Every line of the data must be copied exactly.

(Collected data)
>>>
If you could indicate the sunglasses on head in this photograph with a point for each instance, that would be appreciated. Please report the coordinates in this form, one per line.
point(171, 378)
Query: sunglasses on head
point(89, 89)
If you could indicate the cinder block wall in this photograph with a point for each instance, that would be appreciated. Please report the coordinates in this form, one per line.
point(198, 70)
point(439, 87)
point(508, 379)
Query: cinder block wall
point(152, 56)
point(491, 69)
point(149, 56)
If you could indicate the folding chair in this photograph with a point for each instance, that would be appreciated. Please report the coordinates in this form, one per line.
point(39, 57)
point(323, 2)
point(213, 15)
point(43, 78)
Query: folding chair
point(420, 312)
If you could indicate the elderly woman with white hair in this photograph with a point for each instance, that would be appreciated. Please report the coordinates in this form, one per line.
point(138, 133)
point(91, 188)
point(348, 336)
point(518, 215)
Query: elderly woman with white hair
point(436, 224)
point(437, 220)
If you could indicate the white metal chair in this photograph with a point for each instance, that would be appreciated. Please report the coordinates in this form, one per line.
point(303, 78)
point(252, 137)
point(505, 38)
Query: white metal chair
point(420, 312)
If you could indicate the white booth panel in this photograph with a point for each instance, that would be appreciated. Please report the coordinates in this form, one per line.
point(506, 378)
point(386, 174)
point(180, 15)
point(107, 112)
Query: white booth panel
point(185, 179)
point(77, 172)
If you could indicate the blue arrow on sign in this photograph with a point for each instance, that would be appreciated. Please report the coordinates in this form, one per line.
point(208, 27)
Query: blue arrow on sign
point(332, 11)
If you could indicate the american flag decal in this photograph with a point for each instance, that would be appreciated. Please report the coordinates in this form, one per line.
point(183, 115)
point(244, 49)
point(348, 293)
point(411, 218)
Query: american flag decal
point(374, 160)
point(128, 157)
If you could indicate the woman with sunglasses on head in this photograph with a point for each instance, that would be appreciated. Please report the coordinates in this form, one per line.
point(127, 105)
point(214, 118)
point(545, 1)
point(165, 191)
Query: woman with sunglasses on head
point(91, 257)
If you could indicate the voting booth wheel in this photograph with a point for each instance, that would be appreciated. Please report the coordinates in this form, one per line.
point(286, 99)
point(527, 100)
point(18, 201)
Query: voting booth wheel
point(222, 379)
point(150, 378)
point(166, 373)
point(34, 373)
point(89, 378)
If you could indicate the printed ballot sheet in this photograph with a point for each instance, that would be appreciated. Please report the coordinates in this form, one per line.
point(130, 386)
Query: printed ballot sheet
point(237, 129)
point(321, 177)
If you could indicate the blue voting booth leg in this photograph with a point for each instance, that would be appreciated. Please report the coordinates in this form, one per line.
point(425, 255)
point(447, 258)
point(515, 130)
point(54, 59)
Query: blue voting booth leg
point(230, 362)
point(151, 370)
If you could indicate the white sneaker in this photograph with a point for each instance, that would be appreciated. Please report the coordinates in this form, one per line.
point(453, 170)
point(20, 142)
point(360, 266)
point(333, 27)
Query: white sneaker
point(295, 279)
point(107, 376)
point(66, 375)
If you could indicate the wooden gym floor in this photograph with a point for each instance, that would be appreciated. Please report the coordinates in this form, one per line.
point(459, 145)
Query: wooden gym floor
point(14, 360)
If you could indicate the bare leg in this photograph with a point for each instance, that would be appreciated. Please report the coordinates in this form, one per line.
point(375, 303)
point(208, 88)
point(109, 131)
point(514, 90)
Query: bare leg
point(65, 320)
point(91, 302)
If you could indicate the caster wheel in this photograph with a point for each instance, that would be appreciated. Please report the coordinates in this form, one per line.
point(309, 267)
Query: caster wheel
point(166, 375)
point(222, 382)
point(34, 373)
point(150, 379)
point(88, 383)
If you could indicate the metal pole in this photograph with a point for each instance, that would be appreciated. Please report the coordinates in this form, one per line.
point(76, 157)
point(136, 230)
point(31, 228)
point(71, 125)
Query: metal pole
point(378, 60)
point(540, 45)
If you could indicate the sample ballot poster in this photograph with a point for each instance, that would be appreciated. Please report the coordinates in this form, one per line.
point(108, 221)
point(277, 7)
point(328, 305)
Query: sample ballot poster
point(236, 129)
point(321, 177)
<<<
- _Response to the exercise_:
If you could indicate the sunglasses on head in this photograph with a point for each instance, that would be appreciated. Please report the coordinates in this form, one per line.
point(171, 378)
Query: sunglasses on head
point(89, 89)
If you could indicate the cinder block wall in this photograph with a point for each instance, that would be appreciated. Please report the coordinates in this form, one per line.
point(198, 70)
point(439, 87)
point(508, 379)
Query: cinder block wall
point(152, 56)
point(491, 69)
point(149, 56)
If you could indicate the folding chair in this photograph with a point for each instance, that would be appreciated. Please report the coordinates in this form, one per line.
point(39, 57)
point(323, 2)
point(213, 15)
point(43, 78)
Query: folding chair
point(420, 312)
If you could indicate the elderly woman with white hair in this photograph with a point for each instance, that would be appreciated. Please report the coordinates in this form, one per line.
point(138, 133)
point(91, 188)
point(348, 336)
point(518, 215)
Query: elderly woman with white hair
point(436, 224)
point(437, 220)
If you could indicate the white metal chair in this photograph with a point for each instance, that would be appreciated. Please report the coordinates in this form, one per line.
point(303, 78)
point(252, 137)
point(505, 38)
Query: white metal chair
point(420, 312)
If you could indicate the white booth panel in this photograph with a point for each instance, that would be appreciated. Please report the coordinates in this form, one per line.
point(506, 378)
point(386, 174)
point(180, 15)
point(107, 112)
Query: white booth panel
point(185, 179)
point(77, 172)
If you could indicate the blue arrow on sign in this photograph with a point for each instance, that would be appreciated. Please report the coordinates in this form, one per line.
point(208, 27)
Query: blue arrow on sign
point(332, 11)
If you could indicate the american flag decal in this photograph with a point for each instance, that would be appreciated. Please report the coordinates in this form, one per line.
point(183, 115)
point(244, 49)
point(348, 293)
point(411, 218)
Query: american flag decal
point(374, 160)
point(128, 157)
If you could indicate the woman with sunglasses on head in this photograph with a point for each instance, that would be appreciated. Please report the coordinates in this form, one per line.
point(127, 105)
point(214, 118)
point(545, 1)
point(165, 191)
Query: woman with sunglasses on head
point(91, 257)
If you could indicate the voting booth wheel in this photograph with a point for each instance, that would be appreciated. Please report the coordinates in this form, one per line.
point(286, 99)
point(527, 100)
point(18, 201)
Query: voting booth wheel
point(222, 379)
point(150, 378)
point(166, 373)
point(34, 373)
point(89, 378)
If you could indicate the printed ballot sheet in this photograph with a point for each instance, that would be appreciated. Please report the coordinates in this form, one per line.
point(130, 386)
Query: printed ballot sheet
point(237, 129)
point(321, 177)
If you could indicate the blue voting booth leg in this photograph with a point for each instance, that would be appreciated. Please report the coordinates in this form, one per line.
point(425, 255)
point(447, 258)
point(515, 130)
point(54, 59)
Query: blue voting booth leg
point(230, 362)
point(151, 370)
If you could indicate the white sneaker in this photograph with a point for each instance, that would be appreciated. Please report the coordinates in this form, one per line.
point(453, 170)
point(20, 142)
point(360, 266)
point(333, 27)
Query: white sneaker
point(295, 279)
point(107, 376)
point(66, 375)
If you could indicate the wooden gym floor in this photograph with a point for each instance, that would be appreciated. Please report the coordinates in this form, one per line.
point(459, 145)
Query: wooden gym floor
point(14, 360)
If you could indicate the bare leg in this photograph with a point for each instance, that would be appreciated. Please report the coordinates in this form, one per line.
point(375, 303)
point(208, 88)
point(109, 131)
point(514, 90)
Query: bare leg
point(65, 320)
point(91, 302)
If you could indicate the caster wheel in this photograph with a point for each instance, that would be appreciated. Please report the coordinates in this form, one per line.
point(309, 267)
Query: caster wheel
point(166, 375)
point(222, 382)
point(34, 373)
point(150, 379)
point(88, 383)
If you could indicate the metal pole in this photograph with a point for each instance, that would be appreciated. Please report the coordinates in this form, one per line.
point(76, 157)
point(136, 230)
point(31, 228)
point(71, 125)
Query: metal pole
point(378, 60)
point(540, 45)
If you could indicate the sample ballot poster in this photograph with a point for each instance, that would be appreciated. Please report the coordinates in this form, one per line.
point(108, 221)
point(277, 7)
point(328, 305)
Query: sample ballot poster
point(236, 129)
point(321, 177)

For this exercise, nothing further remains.